_THE RECORDS_
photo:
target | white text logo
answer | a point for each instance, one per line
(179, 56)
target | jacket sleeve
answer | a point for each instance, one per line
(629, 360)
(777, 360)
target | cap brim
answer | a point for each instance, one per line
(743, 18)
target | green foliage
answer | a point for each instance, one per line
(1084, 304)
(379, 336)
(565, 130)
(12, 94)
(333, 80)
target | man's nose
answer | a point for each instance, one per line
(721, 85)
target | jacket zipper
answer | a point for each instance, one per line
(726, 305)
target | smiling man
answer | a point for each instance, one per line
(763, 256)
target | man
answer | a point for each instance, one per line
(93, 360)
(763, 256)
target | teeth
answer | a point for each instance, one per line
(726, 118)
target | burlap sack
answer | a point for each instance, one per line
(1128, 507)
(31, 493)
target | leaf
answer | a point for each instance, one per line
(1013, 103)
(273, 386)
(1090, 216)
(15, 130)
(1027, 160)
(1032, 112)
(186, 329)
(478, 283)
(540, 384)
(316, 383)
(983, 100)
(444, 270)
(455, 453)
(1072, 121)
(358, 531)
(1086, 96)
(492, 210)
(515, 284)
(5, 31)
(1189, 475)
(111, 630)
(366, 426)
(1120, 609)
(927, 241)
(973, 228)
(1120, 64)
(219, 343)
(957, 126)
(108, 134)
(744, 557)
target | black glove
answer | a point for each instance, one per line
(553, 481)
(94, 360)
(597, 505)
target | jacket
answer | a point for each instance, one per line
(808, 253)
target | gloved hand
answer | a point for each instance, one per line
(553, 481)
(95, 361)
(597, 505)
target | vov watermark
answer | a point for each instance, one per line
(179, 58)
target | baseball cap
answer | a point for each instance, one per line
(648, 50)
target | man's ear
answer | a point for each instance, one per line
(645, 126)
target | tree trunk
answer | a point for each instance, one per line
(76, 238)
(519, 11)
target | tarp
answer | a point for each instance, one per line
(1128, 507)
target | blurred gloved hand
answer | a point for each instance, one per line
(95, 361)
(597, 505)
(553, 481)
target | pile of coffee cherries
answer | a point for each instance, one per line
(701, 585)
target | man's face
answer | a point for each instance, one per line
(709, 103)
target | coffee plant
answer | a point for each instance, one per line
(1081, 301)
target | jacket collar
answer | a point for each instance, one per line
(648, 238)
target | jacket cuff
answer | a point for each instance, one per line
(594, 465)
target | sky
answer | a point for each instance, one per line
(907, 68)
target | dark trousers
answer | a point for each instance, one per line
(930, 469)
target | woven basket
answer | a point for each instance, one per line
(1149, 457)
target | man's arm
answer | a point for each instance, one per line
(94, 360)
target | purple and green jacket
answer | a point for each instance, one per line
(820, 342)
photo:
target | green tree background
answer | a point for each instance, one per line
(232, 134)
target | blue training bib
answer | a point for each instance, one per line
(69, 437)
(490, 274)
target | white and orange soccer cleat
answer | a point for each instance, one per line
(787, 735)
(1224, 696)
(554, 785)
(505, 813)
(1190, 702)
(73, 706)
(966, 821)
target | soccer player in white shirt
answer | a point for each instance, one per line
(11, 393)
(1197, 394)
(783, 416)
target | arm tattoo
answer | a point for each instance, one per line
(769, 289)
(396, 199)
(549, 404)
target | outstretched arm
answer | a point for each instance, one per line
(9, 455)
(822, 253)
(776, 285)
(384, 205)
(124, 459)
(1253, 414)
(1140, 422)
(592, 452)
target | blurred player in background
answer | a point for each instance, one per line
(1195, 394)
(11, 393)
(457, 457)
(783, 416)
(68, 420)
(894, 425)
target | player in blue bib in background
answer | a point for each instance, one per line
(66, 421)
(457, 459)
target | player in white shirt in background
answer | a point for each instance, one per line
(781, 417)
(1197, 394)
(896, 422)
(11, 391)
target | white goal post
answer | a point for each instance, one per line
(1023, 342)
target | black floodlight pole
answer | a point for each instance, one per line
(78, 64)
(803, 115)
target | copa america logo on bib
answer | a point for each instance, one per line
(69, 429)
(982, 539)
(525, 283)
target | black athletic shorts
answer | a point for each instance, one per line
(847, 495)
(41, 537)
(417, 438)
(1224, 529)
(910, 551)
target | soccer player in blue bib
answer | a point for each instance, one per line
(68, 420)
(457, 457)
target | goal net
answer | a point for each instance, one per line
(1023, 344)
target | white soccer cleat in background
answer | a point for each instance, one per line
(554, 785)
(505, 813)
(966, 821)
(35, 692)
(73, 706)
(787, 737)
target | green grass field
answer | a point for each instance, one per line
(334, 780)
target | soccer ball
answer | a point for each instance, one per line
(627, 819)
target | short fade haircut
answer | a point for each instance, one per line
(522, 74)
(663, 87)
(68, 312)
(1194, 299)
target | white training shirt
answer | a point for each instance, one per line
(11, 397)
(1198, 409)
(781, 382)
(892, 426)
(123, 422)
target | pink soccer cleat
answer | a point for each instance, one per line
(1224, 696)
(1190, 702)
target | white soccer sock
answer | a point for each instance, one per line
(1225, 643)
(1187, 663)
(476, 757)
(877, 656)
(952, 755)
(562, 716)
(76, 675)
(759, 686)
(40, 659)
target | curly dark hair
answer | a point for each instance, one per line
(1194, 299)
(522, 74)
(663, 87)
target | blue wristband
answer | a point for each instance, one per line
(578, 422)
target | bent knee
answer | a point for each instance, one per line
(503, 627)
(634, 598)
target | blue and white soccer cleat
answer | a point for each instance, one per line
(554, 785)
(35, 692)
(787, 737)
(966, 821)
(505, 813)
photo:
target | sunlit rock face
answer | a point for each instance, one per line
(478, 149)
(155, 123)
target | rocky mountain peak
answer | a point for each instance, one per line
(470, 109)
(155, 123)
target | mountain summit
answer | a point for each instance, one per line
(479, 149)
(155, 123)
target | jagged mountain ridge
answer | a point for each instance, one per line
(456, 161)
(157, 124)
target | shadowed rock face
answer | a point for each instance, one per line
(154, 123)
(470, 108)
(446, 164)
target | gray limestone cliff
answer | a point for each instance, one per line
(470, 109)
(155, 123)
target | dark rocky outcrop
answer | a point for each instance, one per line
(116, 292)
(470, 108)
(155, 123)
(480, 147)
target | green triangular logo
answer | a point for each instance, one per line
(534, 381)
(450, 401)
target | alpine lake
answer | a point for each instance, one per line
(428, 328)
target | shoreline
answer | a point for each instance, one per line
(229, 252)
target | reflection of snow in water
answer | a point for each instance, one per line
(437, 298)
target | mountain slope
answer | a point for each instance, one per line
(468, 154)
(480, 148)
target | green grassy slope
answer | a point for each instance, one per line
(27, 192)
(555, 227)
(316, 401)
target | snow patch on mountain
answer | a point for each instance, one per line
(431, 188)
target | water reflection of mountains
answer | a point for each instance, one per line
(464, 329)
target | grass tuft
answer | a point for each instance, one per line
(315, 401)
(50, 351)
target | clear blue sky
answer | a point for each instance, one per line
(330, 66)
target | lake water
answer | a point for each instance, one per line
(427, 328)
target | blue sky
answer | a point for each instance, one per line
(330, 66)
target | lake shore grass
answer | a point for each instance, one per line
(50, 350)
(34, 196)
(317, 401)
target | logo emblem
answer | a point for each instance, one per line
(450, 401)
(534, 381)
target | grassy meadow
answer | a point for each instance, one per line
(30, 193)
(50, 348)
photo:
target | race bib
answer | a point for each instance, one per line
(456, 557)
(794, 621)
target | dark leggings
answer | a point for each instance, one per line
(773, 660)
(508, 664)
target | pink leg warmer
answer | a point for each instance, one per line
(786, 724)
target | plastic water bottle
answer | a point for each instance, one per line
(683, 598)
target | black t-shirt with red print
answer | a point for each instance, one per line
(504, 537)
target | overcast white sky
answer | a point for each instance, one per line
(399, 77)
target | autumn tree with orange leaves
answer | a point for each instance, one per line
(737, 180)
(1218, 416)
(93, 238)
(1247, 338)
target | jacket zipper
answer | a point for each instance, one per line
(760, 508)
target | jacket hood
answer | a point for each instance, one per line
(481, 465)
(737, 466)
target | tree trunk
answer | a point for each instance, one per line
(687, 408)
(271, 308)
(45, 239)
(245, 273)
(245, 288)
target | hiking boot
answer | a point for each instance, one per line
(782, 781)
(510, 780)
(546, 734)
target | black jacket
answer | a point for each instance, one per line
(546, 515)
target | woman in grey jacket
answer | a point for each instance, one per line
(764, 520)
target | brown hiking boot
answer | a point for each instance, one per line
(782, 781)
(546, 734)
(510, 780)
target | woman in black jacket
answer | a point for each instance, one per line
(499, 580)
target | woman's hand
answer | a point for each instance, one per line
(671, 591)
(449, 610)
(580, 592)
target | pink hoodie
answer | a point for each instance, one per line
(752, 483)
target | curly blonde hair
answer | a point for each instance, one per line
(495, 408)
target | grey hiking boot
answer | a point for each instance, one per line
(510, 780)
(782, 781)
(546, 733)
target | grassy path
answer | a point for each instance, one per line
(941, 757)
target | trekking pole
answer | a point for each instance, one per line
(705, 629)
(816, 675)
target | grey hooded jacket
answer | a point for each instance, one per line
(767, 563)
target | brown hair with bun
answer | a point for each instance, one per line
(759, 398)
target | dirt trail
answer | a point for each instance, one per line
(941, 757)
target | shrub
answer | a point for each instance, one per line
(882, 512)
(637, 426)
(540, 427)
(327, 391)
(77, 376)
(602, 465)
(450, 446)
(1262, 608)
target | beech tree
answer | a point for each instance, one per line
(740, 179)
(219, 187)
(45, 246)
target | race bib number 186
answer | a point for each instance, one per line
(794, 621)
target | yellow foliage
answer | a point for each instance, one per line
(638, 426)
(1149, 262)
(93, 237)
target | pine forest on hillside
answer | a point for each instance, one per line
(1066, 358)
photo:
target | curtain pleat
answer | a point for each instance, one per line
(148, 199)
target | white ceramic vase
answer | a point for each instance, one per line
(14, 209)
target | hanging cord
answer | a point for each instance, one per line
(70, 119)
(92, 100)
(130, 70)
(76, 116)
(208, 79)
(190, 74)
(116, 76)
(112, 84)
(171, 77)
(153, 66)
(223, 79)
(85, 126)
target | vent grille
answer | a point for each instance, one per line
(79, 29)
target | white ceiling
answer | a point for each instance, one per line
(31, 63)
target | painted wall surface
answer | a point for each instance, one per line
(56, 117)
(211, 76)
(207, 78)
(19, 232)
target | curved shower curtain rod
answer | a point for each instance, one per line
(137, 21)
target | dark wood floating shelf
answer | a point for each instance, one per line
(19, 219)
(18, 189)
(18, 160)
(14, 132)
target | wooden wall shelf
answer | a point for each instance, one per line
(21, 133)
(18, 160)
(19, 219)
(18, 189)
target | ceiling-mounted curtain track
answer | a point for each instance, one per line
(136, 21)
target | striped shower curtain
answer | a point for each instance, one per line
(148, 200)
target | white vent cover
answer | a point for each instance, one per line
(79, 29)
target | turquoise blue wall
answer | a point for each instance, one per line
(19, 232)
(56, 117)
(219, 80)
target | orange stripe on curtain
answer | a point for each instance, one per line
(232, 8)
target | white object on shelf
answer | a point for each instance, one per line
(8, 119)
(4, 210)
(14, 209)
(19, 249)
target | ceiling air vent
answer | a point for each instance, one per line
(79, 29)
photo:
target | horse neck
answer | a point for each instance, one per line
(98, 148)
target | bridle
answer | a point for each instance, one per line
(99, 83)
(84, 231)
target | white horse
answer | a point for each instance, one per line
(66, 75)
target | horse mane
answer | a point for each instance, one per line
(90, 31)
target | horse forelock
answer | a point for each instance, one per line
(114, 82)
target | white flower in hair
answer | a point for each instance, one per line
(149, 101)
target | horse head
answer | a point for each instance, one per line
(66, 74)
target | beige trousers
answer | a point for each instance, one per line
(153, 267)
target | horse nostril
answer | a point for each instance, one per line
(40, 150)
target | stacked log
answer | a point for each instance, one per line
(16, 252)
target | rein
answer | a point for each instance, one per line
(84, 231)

_WORK REQUIRED_
Write out only what runs from the line holding "target | horse forelock" through the last line of the records, exactly as shown.

_ANSWER TO THIS TASK_
target | horse forelock
answer | a point for each instance, one per line
(114, 82)
target | white flower in hair
answer | a point for each instance, one per line
(149, 101)
target | horse head
answer | a point for each instance, one per line
(66, 74)
target | beige trousers
answer | a point for each instance, one per line
(153, 267)
target | horse nostril
answer | a point for each instance, one per line
(40, 150)
target | stacked log
answer | a point for each instance, one per line
(16, 252)
target | rein
answer | a point for each instance, one per line
(84, 231)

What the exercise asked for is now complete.